• _REQUEST_: Carry on the article about the Bet-Nahrain Democratic Party, starting right after its last sentence.

• _PROVIDED TEXT_:
+-------+
- Leader: Romeo Hakkari
- Founder: Sargon Dadesho
- Founded: 1 November 1976; 49 years ago
- Headquarters: Ankawa, Iraq
- Military wing: Nineveh Plain Forces
- Ideology: Assyrian nationalism Self-determination
- Colours: Blue
- Seats in the Council of Representatives of Iraq:: 0 / 325
- Seats in the Kurdistan Region Parliament:: 0 / 105

Website
- www.bet-nahrain.org

= Bet-Nahrain Democratic Party =

Assyrian political party based in Iraq

The Bet-Nahrain Democratic Party (BNDP) (ܓܒܐ ܕܝܡܘܩܪܛܝܐ ܕܒܝܬ-ܢܗܪܝܢ) is an Assyrian political party based in Iraq. Founded in the 1970s, its platform emphasizes Assyrian nationalism and advocated for an Assyrian autonomous region in Iraq, which caused them to be put under surveillance from the Ba'ath Party. It has participated in Assyrian politics in Iraq since the 2003 invasion, with varying success in elections, and had continued to advocate for an autonomous Assyrian state in Iraq.

Since 2003, the secretary general of the party has been Romeo Hakkari. Aside from its own personal political activities, the party also established the Nineveh Plain Forces in the wake of ISIS, and joined the Athra Alliance alongside several other Assyrian political parties in 2023. The BNDP has been known to opt its stance towards the Kurdish Regional Government, often in opposition to parties like the Assyrian Democratic Movement who prioritized the Federal government of Iraq. The party is also noted for its affiliation with the ruling Barzani family of the Kurdistan Regional Government (KRG) and its relation with the Kurdistan Democratic Party, under the leadership of Hakkari.
+-------+
• _RECORDED DATA_:
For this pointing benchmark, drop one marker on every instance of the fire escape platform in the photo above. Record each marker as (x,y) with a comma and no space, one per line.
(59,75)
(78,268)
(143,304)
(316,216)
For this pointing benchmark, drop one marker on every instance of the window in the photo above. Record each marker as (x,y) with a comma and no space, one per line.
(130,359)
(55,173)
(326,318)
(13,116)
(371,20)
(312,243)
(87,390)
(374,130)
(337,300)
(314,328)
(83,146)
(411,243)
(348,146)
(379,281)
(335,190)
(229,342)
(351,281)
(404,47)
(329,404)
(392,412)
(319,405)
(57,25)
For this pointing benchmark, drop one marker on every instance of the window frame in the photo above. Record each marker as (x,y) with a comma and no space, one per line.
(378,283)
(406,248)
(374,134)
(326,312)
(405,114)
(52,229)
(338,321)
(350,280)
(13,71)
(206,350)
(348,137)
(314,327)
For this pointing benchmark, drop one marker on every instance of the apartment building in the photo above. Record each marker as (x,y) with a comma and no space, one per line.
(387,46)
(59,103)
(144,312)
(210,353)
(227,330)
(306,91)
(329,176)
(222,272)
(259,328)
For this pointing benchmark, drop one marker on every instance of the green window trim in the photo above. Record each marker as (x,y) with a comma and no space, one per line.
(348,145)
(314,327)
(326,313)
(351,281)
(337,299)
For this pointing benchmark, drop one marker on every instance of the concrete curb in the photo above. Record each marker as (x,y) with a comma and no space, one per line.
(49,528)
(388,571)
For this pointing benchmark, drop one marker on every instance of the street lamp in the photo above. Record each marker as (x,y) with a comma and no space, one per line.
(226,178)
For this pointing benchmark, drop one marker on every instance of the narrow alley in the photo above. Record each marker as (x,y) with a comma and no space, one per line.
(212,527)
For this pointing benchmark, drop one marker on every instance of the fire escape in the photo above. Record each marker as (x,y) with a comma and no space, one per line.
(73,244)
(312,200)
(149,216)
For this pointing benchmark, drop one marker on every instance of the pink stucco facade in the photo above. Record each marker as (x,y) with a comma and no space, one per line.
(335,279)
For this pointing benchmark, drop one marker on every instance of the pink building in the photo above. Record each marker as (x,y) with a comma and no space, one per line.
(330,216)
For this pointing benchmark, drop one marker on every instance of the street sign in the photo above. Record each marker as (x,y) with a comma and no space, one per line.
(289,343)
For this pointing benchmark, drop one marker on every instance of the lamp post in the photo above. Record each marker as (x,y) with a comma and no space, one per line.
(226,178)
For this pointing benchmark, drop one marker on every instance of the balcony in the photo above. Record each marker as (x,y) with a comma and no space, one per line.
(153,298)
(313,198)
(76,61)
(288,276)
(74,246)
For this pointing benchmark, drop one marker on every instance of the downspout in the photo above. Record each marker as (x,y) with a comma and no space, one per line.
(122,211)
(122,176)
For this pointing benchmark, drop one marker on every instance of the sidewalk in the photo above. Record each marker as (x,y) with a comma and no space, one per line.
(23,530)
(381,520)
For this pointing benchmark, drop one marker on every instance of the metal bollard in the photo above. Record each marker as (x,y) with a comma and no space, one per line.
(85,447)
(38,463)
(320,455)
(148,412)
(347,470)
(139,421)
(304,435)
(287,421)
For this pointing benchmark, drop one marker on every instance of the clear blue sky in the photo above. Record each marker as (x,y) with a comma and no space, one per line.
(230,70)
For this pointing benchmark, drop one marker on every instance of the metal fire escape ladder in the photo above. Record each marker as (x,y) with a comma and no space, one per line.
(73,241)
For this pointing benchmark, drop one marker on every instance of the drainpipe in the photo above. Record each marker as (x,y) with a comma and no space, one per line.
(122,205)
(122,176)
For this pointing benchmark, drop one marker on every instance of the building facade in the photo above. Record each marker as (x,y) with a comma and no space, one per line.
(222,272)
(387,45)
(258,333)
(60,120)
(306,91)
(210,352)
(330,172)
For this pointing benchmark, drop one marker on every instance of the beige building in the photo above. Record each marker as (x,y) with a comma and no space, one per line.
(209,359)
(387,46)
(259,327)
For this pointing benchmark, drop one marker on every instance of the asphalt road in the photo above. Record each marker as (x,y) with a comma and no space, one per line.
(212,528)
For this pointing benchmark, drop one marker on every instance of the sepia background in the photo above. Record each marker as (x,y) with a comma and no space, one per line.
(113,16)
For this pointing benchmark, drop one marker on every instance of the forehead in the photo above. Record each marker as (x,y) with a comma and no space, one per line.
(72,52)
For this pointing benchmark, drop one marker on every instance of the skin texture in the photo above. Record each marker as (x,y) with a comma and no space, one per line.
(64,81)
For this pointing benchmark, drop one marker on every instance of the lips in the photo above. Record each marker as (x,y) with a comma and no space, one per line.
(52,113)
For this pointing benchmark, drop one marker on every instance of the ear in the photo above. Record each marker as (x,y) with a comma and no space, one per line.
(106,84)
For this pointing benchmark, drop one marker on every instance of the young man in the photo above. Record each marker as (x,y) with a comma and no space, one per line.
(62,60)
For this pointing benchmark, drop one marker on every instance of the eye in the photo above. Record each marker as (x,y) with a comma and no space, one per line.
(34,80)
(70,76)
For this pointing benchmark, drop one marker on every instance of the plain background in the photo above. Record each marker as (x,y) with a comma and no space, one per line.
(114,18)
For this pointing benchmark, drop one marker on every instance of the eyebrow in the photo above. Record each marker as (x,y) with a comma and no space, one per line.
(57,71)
+-------+
• _RESULT BELOW_:
==History==
The Bet Nahrain Democratic Party traces its origin back to the formation of the Bet-Nahrain Assyrian National Movement in 1970. During the early 1970s, the party's eventual founder, Sargon Dadesho, was described by Zinda Magazine as a "vocal evangelist for the Assyrian Universal Alliance" (AUA). However, his pursuit of more militant political strategies led him to leave the AUA and form the BNDP, with the help of former AUA members. Dadesho had previously immigrated to California in 1965, where after wanting to learn more about why his family left Iraq, he began to read more seriously into Assyrian history and learning about the struggles they had faced. The party itself was founded on 1 November, 1976 based on the concept of the Bet-Nahrain Assyrian National Movement.

Dadesho advocated Assyrian nationalism through the BNDP, creating the Assyrian National Manifesto in 1982 which called for an Assyrian autonomous state in Mosul or Duhok. The manifesto prompted heavy concerns from the still newly emerged Ba'athist regime of Iraq, especially in relation to the party's activities with leaders of the Chaldean Catholic Church. The BNDP was eventually put under the surveillance of the Iraqi government, alongside other Assyrian political parties, with notes of the party's position on an independent Assyrian state in the Nineveh Province and the formation of the "Assyrian National Front" with the AUA.

According to the AUA, the BNDP was one of the first organizations to adopt the modern Assyrian flag. In 2000, the Ba'athist government arrested Assyrians from Mosul and Baghdad after they were found to have obtained pamphlets from the party.

== Organization ==
As of 2025, the secretary general of the BNDP is Romeo Hakkari. Prior to his Hakkari has been the main figure leading the BNDP since 2003, and the party is connected to the Bet-Nahrain, Inc. organization headed by Sargon Dadesho in Modesto, California.

The headquarters of the BNDP are based in Ankawa, Erbil. The party also has branches in Erbil, Nineveh, Kirkuk, and Duhok governorates, as well as in Europe and the United States.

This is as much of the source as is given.